- [Input for this task]:
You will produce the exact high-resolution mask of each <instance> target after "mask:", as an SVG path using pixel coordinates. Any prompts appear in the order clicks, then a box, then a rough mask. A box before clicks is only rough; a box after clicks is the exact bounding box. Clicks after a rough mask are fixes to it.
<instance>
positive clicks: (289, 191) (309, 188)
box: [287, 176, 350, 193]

* * *

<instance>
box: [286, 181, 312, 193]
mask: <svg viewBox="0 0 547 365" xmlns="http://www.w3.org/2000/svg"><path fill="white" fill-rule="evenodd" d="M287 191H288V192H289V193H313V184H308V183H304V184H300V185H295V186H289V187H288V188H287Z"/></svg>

--

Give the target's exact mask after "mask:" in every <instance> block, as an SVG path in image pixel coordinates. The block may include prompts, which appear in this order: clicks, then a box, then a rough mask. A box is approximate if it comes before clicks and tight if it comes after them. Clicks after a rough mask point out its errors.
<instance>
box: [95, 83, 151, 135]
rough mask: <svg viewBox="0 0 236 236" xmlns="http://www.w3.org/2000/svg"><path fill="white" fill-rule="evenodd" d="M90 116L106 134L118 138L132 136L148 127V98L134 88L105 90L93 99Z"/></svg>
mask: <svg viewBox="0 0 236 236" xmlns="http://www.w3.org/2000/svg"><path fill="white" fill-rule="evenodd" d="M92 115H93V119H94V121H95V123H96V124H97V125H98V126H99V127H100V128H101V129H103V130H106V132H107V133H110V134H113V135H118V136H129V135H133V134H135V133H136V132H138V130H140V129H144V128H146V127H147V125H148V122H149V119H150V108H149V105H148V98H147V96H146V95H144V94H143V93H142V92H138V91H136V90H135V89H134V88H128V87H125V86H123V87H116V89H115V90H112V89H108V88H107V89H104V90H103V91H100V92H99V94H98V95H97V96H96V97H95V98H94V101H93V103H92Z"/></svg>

- [Exercise instructions]: Would you copy out exactly the lines above that start at the one containing "You will produce" and end at the one containing "box: [287, 176, 350, 193]", inclusive?

- [Response box]:
You will produce the exact high-resolution mask of each <instance> target after "mask:", as an SVG path using pixel coordinates. Any prompts appear in the order clicks, then a box, then a rough mask. A box before clicks is only rough; a box after clicks is the exact bounding box. Clicks after a rough mask are fixes to it.
<instance>
positive clicks: (289, 191) (309, 188)
box: [287, 176, 350, 193]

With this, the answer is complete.